• _Exercise directions_
Your response should be the complete data, transcribed exactly.

• _Information provided_
******************************

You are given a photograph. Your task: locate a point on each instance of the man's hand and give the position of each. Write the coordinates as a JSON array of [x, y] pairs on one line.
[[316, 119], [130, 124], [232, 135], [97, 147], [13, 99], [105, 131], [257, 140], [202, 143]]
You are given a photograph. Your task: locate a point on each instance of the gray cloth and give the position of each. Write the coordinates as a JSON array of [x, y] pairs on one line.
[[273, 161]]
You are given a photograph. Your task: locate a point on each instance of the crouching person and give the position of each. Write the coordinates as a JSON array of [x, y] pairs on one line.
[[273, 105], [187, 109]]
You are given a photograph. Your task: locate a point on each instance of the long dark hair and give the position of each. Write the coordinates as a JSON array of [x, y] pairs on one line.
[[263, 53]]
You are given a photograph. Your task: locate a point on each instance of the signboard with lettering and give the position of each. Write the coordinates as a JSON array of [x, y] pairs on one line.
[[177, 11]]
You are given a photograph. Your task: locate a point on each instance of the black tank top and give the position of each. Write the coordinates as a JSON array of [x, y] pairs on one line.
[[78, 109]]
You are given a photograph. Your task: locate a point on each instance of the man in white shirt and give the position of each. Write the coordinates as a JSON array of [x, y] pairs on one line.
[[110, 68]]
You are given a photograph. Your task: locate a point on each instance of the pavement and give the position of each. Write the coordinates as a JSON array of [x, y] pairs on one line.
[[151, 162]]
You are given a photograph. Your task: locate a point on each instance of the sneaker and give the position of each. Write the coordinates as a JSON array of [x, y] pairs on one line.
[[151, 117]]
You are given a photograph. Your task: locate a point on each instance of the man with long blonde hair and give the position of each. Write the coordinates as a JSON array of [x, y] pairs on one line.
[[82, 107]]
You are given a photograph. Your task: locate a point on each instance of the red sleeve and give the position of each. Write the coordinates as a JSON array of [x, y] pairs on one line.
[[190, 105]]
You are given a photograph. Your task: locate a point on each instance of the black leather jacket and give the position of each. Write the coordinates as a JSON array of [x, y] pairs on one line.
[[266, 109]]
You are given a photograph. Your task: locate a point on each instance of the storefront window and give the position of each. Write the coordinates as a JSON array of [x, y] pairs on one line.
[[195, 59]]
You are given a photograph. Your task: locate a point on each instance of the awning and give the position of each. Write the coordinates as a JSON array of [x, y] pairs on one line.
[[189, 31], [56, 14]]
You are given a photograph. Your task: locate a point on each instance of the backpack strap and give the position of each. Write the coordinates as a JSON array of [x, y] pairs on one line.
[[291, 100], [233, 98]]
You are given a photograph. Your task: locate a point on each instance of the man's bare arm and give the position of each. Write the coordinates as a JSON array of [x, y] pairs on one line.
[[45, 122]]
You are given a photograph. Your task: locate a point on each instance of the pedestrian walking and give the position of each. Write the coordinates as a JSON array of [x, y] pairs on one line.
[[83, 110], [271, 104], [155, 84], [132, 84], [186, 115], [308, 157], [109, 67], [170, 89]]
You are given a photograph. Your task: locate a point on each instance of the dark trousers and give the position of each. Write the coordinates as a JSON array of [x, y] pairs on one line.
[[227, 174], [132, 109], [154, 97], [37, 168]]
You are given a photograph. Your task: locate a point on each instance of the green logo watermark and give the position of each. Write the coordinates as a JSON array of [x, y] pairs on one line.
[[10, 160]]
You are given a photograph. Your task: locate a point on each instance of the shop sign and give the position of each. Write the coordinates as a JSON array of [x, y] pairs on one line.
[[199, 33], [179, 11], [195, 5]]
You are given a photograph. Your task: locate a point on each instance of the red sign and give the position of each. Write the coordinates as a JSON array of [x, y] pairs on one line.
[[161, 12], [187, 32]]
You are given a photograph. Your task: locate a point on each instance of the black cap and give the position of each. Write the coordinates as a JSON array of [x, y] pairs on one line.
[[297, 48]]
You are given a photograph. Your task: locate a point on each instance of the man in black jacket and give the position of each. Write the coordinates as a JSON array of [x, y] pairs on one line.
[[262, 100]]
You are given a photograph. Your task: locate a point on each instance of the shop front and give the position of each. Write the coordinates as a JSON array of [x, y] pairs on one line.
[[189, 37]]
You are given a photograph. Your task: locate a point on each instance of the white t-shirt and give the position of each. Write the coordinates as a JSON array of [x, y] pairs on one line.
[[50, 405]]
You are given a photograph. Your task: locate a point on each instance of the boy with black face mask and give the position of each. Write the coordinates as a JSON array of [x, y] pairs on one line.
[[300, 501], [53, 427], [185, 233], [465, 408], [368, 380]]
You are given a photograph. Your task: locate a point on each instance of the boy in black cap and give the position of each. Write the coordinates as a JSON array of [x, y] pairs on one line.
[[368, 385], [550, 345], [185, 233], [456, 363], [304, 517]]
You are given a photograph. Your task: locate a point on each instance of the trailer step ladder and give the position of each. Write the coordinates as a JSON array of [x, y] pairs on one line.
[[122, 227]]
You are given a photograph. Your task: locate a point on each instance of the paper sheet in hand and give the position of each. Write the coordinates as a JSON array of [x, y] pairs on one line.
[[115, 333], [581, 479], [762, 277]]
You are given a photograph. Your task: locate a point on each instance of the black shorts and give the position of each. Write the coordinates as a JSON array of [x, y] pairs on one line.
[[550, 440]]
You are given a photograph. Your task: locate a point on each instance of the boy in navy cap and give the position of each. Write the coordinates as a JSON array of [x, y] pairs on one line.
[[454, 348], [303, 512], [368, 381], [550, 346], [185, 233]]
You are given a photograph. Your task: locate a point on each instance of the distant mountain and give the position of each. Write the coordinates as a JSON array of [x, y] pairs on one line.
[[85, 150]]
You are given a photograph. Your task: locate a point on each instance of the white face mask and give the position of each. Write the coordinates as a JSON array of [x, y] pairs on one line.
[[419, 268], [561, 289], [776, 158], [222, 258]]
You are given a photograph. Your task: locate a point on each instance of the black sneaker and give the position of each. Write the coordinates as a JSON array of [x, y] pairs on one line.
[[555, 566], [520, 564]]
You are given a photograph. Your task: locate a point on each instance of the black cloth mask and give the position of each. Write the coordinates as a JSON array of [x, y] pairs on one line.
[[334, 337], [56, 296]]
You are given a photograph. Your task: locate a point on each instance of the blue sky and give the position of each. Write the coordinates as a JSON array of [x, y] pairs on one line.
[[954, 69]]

******************************

• _Output of the task_
You are given a photograph. Your task: locate a point on each instance of the man's hand and give the position of each. Write the coordinates as a JSON array of [x, y] pairs on one line.
[[316, 119], [130, 124], [232, 135], [97, 147], [13, 99], [105, 131], [257, 140], [202, 143]]
You are given a photograph. Your task: locate a point on each instance of the gray cloth and give the position of each. Write the coordinates as a JSON array of [x, y] pairs on one line.
[[273, 161]]
You are given a photograph. Your task: locate a point on each instance of the crouching person and give the position of each. Write the coordinates as a JSON array of [x, y] pairs on one line.
[[273, 105], [187, 109]]
You are given a photograph. Your task: locate a point on each instance of the long dark hair and give the position of each. Write the coordinates as a JSON array of [x, y] pairs on one line.
[[263, 53]]
You are given a photograph. Your task: locate a point on each instance of the signboard with lettering and give the position of each. Write the coordinates as a JSON array of [x, y] pairs on one line.
[[177, 11]]
You are given a photograph. Your task: locate a point on each instance of the black tank top and give the position of each. Write the coordinates as a JSON array of [x, y] pairs on one line.
[[78, 109]]
You are given a photograph. Your task: locate a point on each instance of the man in white shirt and give the position of each. Write the coordinates as a JSON array of [x, y] pairs on one line.
[[110, 68]]
You are given a photograph. Your task: locate a point on each instance of the pavement and give the position of each. Write the coordinates as a JSON array of [x, y] pairs on one line.
[[151, 162]]
You are given a photograph. Your task: locate a point on each instance of the sneaker and give the position of each. Write the coordinates as a JSON array of [x, y] pairs on one line.
[[151, 117]]
You are given a photograph. Your task: locate a point on each instance of the man with long blonde hair and give the position of each. Write the coordinates as a JSON array of [x, y] pairs on one line.
[[82, 107]]
You are given a photograph. Your task: locate a point on each instance of the red sleeve and give the position of each. Write the coordinates as a JSON array of [x, y] pairs on one line.
[[190, 105]]
You are given a photograph. Your task: locate a point on each instance of the black leather jacket and give the position of each. Write the coordinates as a JSON array of [x, y] pairs on one line.
[[266, 109]]
You are given a photograph. Your task: locate a point on each instance of the storefront window and give the position of each. Write the coordinates as a JSON array of [x, y] pairs on one line.
[[195, 59]]
You are given a photograph. Your task: locate a point on each instance of the awning and give the position of each. Write the coordinates as a JSON array of [x, y] pairs on one line.
[[189, 31], [56, 14]]
You are given a photograph. Your task: locate a point on each instance of the backpack strap and give the position of each. Write the coordinates as a JSON array of [x, y] pairs on one line.
[[291, 100], [233, 98]]
You are given a photograph. Your task: locate a point on each instance of the man's bare arm and give the position of each. Write the coordinates as a JSON array of [x, y] pairs on one line.
[[45, 122]]
You are given a photograph. Your task: locate a point on each instance of the pedestrian walking and give the position of each. Write the coordinates as a JSON array of [x, y] pairs on one line.
[[83, 110], [271, 104], [155, 84], [132, 84], [186, 115], [308, 157], [109, 67], [170, 89]]
You are given a photograph. Your task: locate a point on each instance of the dark trousers and give the position of each. Write the coordinates as a JSON array of [x, y] pairs on one line.
[[227, 174], [132, 109], [154, 97], [37, 168]]
You are given a photograph. Your task: locate a point on each instance of the green logo watermark and give the position of each. Write the coordinates as a JSON array of [x, y] pairs on one line.
[[10, 160]]
You are given a photograph. Your task: locate a point on each instance of the shop sign and give the position of each. Write the coordinates as a JSON array of [x, y] pairs on one line.
[[199, 33], [179, 11], [195, 5]]
You are given a photograph. Your task: locate a point on each instance of the red sign and give the position of each. Write the coordinates as a JSON array of [x, y] pairs on one line.
[[161, 12], [187, 32]]
You are given a photograph. Your task: locate a point on each instance of the black cap and give the position of each. Write the coordinates as a JSON array of [x, y] pairs on one line.
[[297, 48]]
You are given a photograph. Your task: locate a point on each instance of the man in black jacket and give the position of each. Write the coordinates as a JSON array of [x, y] pairs on one line.
[[262, 100]]
You are given a photograph. Your task: locate a point on each instance of the shop front and give the position of each. Write the coordinates as a JSON array of [x, y] pairs on one line.
[[189, 37]]
You are given a photograph. Your task: locate a point on each instance of the white t-shirt and give the position of each. Write the coordinates as a JSON array of [x, y] pairs on one line.
[[50, 405]]
You are given a photograph. Your task: locate a point on each instance of the boy with black face mask and give the position of each. Write the coordinates as a JSON array of [x, y] pairs on one line.
[[300, 501], [53, 427], [185, 233], [465, 408], [368, 380]]
You are given a photograph. Your task: locate a point on each instance of the boy in black cap and give the position of each. Write the coordinates as a JSON array of [x, y] pairs on one line.
[[368, 385], [550, 345], [185, 233], [456, 363], [304, 517]]
You are given a photograph. Your task: locate a point on each instance of the trailer step ladder and give the position of each. Write the coordinates as a JSON array of [x, y] pairs on one line.
[[122, 227]]
You are given a photograph. Your task: locate a point on each instance of the paper sheet in hand and give the position of each. Write the coordinates as a JSON array of [x, y] pairs on one line.
[[115, 333], [581, 479], [762, 277]]
You are given a photograph. Your task: locate a point on each instance of the black shorts and give the position of each. Write the coordinates as a JSON array of [x, y] pairs on one line.
[[550, 440]]
You are given a photograph. Your task: locate a point on each instance of the boy in navy cap and give the position of each. Write the coordinates as a JSON array of [x, y] pairs on one line.
[[454, 348], [303, 512], [368, 381], [550, 346], [185, 233]]
You are given a photograph. Your task: locate a point on each instance of the distant mountain and give the position of each. Write the coordinates as a JSON array of [x, y] pairs on one line.
[[85, 150]]
You are given a photograph. Your task: locate a point on each instance of the white face mask and give the position of each. Write the coordinates as a JSON array of [x, y] pairs on one line.
[[419, 268], [561, 289], [776, 158], [222, 258]]
You are given a photograph. Your task: locate a point on each instance of the black sneaker and give the position of each. Write the coordinates as a JSON array of [x, y] pairs on one line.
[[555, 566], [520, 564]]
You are given a photograph. Your task: locate a point on each instance of the black cloth mask and give the position of each. Write the coordinates as a JSON array of [x, y] pairs on one line.
[[334, 337], [56, 296]]
You are given a photograph. Your task: locate a point on each instance of the blue sky and give the position of each. Write the coordinates as a JSON array of [x, y] pairs on one line.
[[954, 69]]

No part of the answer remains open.